⟨

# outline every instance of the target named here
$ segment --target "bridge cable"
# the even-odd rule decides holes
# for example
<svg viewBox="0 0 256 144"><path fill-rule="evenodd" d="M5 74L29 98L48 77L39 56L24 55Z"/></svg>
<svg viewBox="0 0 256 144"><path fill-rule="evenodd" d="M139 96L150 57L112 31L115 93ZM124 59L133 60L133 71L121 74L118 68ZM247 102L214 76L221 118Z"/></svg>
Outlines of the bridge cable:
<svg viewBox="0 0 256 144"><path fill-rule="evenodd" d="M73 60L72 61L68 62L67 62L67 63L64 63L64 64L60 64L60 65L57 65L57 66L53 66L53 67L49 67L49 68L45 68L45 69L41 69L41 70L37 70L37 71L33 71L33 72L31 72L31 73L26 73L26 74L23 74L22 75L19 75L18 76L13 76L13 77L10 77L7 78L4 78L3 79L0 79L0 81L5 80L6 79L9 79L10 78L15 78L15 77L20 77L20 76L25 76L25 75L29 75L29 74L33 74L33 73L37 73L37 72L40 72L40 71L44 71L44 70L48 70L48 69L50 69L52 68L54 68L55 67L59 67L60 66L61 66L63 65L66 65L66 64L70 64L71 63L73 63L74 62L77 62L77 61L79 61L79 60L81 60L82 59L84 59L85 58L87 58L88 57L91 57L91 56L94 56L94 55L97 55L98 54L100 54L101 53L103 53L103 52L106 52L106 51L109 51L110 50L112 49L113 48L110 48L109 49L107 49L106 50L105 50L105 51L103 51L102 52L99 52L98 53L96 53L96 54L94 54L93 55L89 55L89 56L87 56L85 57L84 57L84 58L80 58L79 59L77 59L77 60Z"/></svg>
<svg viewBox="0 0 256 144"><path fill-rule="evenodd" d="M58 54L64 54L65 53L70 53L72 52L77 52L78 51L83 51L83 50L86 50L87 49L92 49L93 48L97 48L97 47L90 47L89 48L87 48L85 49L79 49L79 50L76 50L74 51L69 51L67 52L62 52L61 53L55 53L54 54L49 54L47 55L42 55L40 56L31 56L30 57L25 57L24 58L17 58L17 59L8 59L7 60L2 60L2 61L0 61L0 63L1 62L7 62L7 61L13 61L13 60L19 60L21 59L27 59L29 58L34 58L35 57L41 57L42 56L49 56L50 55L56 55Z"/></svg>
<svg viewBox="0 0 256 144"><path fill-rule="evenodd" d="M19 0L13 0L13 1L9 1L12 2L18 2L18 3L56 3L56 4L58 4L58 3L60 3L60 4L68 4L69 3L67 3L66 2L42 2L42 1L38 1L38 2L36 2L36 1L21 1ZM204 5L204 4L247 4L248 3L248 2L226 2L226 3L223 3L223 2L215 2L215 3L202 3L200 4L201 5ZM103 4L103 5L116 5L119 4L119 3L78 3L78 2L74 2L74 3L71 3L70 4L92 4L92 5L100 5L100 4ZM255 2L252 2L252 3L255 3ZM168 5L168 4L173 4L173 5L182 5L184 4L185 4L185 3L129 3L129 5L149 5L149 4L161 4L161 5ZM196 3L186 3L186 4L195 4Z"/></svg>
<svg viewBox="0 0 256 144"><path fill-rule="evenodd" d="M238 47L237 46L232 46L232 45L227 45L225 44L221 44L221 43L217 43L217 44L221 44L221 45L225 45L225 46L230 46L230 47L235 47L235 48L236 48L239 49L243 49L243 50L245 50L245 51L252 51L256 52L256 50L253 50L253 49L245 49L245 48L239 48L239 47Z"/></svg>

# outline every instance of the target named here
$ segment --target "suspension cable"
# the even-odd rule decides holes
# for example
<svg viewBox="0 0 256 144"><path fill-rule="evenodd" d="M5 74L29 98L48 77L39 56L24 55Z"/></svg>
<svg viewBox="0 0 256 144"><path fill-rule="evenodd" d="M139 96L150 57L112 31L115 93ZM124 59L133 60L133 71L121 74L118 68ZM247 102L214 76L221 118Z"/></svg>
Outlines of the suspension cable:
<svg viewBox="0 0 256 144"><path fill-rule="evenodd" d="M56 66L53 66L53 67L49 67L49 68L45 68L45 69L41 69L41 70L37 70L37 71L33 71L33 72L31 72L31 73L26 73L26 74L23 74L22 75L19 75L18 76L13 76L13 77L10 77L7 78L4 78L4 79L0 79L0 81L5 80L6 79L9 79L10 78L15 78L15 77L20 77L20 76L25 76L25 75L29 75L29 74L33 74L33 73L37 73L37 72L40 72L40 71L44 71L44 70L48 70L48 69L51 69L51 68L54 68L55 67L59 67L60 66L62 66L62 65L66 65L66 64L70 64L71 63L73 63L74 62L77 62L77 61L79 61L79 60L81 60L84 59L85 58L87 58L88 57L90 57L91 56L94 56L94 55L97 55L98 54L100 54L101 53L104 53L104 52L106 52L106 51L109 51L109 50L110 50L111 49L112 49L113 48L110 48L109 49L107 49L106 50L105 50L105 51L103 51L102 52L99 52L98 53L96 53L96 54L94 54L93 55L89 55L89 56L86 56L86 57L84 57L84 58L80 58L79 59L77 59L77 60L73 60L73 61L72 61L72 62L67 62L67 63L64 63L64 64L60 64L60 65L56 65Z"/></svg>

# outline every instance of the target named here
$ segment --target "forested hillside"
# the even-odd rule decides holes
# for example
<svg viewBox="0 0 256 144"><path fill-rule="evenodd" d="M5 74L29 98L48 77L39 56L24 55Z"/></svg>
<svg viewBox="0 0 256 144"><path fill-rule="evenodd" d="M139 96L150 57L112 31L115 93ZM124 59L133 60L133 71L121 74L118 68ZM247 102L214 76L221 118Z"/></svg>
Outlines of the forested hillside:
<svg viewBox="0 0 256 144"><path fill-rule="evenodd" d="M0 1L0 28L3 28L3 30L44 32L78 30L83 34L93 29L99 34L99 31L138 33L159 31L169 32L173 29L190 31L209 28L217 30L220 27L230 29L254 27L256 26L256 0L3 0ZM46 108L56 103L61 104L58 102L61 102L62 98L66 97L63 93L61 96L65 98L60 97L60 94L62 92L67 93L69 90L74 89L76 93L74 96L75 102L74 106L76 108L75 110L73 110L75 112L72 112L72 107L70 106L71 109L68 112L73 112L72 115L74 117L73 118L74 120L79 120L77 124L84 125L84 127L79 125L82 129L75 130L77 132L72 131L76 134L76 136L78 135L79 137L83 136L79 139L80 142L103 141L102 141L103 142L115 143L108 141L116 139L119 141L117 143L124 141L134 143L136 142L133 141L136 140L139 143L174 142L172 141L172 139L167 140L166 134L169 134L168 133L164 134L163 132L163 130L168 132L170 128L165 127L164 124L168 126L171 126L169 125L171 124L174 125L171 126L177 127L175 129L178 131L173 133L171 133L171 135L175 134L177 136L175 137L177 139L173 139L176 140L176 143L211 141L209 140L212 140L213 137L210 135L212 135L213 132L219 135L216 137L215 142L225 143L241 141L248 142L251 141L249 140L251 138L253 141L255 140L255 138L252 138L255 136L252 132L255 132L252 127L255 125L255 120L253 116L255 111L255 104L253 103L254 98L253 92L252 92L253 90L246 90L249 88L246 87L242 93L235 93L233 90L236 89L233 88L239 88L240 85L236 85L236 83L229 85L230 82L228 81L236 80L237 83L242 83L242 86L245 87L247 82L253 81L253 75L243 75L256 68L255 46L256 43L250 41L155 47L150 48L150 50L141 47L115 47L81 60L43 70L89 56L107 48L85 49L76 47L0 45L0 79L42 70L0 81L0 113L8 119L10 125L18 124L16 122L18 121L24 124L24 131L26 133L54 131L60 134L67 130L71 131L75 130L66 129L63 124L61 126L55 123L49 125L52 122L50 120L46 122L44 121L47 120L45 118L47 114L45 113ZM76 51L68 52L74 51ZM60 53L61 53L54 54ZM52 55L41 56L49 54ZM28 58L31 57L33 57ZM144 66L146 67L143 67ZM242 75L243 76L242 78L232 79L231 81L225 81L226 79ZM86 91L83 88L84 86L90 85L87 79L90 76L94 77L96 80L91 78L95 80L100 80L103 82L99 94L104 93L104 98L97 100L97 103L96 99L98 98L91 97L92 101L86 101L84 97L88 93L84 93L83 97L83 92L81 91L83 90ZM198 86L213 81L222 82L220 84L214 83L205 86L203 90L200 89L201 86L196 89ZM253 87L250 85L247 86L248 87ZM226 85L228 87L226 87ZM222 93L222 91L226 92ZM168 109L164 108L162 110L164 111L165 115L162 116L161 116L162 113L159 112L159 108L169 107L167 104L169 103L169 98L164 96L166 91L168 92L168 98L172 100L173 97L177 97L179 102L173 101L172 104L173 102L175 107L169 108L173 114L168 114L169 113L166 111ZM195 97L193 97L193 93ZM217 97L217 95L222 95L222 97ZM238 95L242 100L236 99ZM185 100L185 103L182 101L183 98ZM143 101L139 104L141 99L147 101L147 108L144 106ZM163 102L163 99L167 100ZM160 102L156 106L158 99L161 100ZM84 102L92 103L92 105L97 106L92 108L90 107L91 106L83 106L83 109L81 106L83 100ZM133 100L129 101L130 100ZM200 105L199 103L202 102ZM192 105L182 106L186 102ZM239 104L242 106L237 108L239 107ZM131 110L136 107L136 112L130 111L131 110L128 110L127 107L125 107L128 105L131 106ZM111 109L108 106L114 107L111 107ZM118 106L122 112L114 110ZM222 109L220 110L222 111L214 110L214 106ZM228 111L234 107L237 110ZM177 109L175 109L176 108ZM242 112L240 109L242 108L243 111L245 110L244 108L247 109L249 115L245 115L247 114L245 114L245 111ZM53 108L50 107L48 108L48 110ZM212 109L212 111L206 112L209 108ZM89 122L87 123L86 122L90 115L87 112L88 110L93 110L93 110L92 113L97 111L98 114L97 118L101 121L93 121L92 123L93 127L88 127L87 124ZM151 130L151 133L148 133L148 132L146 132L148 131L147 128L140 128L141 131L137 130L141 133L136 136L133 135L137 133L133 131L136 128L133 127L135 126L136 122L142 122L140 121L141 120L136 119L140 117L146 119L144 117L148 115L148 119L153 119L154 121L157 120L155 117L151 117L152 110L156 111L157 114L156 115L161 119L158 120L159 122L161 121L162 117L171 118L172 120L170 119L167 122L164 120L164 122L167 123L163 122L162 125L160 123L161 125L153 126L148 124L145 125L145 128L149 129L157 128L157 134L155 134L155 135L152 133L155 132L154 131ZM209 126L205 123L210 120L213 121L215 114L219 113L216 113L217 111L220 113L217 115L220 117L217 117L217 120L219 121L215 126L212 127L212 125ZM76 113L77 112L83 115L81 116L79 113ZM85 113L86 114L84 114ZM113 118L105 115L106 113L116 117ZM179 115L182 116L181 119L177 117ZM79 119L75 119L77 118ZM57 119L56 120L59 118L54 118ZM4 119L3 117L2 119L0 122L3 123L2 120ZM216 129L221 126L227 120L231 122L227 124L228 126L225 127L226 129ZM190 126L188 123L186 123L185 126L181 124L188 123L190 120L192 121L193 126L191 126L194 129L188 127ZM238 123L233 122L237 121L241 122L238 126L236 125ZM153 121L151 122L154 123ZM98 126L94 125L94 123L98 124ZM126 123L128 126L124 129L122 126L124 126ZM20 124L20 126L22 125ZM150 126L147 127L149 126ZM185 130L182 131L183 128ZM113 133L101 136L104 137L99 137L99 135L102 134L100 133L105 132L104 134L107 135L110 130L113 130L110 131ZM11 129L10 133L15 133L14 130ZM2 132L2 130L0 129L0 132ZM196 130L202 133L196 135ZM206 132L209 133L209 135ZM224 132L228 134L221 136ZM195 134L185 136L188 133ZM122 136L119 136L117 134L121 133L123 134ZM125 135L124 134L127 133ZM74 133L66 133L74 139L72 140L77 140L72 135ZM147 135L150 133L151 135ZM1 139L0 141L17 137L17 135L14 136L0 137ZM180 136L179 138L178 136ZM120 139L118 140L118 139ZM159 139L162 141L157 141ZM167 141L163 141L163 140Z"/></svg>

⟩

GIVEN PROBLEM >> Count the lines in the items above that contain the string "Outlines", and reply with that number alone.

FULL RESPONSE >> 3